◆ Exercise input
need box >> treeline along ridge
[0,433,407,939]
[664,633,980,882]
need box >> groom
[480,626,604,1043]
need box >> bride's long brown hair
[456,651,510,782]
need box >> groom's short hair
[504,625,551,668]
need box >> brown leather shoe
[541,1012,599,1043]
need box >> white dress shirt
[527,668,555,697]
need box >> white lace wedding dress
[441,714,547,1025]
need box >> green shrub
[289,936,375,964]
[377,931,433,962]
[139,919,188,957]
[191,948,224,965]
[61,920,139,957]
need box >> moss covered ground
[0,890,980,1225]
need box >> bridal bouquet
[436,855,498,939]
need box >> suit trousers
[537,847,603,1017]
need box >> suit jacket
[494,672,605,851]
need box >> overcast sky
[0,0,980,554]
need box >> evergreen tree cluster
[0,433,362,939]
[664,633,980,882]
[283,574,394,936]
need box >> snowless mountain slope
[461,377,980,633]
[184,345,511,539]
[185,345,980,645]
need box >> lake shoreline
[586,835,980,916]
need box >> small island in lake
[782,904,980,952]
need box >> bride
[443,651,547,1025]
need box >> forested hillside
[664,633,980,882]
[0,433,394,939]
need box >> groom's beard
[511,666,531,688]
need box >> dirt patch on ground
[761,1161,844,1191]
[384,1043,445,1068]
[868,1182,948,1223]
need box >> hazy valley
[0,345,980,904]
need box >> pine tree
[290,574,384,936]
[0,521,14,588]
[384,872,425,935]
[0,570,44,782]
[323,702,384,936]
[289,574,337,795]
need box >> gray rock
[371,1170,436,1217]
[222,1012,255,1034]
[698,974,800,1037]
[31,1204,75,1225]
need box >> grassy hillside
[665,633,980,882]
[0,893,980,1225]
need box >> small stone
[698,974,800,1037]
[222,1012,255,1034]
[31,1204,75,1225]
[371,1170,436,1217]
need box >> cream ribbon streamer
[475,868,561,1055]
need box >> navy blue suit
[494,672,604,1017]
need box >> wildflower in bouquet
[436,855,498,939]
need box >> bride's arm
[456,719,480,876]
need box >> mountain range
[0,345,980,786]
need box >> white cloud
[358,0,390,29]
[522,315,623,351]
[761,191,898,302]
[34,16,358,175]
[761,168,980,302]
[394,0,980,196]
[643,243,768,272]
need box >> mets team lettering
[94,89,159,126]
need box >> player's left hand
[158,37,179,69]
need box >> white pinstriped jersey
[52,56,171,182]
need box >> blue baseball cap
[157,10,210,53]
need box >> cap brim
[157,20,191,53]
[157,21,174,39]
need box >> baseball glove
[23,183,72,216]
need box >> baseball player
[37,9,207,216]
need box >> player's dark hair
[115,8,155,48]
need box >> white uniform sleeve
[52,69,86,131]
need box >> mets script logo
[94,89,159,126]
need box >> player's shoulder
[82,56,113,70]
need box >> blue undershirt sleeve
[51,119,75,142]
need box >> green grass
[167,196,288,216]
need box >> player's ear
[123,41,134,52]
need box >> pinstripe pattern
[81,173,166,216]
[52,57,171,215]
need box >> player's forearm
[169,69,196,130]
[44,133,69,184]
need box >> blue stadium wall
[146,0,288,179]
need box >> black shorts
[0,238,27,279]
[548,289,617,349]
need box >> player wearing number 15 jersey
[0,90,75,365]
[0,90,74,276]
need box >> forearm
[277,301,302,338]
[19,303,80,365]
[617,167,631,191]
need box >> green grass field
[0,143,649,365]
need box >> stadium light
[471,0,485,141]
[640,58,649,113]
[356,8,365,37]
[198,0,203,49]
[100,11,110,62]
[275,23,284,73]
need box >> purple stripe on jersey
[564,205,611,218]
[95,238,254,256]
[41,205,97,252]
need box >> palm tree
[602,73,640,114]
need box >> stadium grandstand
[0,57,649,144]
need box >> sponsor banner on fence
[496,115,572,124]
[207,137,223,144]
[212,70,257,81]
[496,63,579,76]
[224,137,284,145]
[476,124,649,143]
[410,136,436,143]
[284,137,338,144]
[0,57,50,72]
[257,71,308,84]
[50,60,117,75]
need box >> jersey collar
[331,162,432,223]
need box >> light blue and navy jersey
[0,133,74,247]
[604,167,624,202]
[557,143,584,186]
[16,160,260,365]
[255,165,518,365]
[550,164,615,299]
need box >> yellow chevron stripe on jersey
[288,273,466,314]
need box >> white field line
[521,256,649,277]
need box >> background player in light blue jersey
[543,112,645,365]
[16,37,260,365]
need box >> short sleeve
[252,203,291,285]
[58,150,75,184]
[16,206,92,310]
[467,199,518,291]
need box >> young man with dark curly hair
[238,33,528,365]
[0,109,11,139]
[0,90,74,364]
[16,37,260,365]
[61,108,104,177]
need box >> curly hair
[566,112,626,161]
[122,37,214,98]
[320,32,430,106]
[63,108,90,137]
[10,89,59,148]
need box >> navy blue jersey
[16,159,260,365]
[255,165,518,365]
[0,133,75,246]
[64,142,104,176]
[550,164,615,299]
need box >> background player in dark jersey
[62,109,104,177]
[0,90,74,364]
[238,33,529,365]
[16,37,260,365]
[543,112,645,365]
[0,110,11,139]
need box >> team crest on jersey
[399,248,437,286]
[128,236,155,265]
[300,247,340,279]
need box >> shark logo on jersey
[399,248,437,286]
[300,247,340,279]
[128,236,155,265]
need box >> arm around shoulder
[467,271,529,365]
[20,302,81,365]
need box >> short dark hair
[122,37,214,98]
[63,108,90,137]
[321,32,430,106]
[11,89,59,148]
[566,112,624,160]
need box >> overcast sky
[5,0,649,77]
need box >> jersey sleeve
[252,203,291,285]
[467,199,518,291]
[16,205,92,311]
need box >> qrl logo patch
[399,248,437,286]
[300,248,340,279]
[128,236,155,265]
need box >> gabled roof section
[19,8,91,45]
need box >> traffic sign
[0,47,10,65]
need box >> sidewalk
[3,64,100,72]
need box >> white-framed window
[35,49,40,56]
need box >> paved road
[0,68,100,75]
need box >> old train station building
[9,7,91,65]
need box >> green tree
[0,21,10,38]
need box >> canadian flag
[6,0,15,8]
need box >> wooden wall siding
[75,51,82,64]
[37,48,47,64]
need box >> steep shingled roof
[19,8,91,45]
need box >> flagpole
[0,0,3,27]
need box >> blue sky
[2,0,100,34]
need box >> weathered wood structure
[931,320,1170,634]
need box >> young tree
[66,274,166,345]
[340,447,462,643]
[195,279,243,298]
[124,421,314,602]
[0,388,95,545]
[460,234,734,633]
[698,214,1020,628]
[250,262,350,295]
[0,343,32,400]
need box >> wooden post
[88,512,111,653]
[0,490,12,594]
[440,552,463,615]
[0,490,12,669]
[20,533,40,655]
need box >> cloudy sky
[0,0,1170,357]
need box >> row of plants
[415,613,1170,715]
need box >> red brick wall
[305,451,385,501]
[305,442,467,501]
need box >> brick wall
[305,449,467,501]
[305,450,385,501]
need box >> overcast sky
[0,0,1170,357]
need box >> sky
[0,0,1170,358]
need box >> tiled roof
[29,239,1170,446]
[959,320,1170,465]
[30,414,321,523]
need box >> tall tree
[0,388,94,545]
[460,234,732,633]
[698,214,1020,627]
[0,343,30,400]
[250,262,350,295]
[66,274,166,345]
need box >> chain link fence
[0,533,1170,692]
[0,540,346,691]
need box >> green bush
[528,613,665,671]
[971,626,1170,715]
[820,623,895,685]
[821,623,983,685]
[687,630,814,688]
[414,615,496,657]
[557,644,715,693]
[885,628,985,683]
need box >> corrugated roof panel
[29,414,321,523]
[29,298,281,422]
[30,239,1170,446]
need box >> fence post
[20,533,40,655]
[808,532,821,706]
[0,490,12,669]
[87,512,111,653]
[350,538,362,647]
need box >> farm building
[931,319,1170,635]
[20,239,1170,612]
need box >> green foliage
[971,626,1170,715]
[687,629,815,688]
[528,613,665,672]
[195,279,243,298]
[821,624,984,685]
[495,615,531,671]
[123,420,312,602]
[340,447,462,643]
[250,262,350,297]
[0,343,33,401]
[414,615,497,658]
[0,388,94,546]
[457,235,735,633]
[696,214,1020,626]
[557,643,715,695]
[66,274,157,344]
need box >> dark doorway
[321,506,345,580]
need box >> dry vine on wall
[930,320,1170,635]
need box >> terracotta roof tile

◆ Prompt
Rewrite the listing lines starting at the line that contains "need box >> sky" and ending at the line that contains "[20,239,1170,612]", switching "green bush" to "leafy shrub" and keeping everything else the same.

◆ Task answer
need box >> sky
[0,0,1170,358]
need box >> tiled roof
[29,239,1170,446]
[959,320,1170,465]
[30,414,321,523]
need box >> tall tree
[0,388,94,545]
[460,234,732,633]
[698,214,1020,627]
[0,343,30,400]
[250,262,350,295]
[66,274,166,345]
need box >> chain link fence
[0,533,1170,692]
[0,540,346,691]
need box >> leafy shrub
[528,613,665,671]
[971,626,1170,715]
[820,623,895,685]
[821,623,983,685]
[687,630,814,688]
[414,615,496,657]
[557,644,715,693]
[885,628,985,683]
need box >> corrugated roof panel
[29,414,321,523]
[29,298,281,422]
[30,239,1170,446]
need box >> fence post
[20,533,40,655]
[808,532,821,706]
[0,490,12,669]
[87,512,111,653]
[350,538,362,647]
need box >> farm building
[931,319,1170,635]
[20,239,1170,612]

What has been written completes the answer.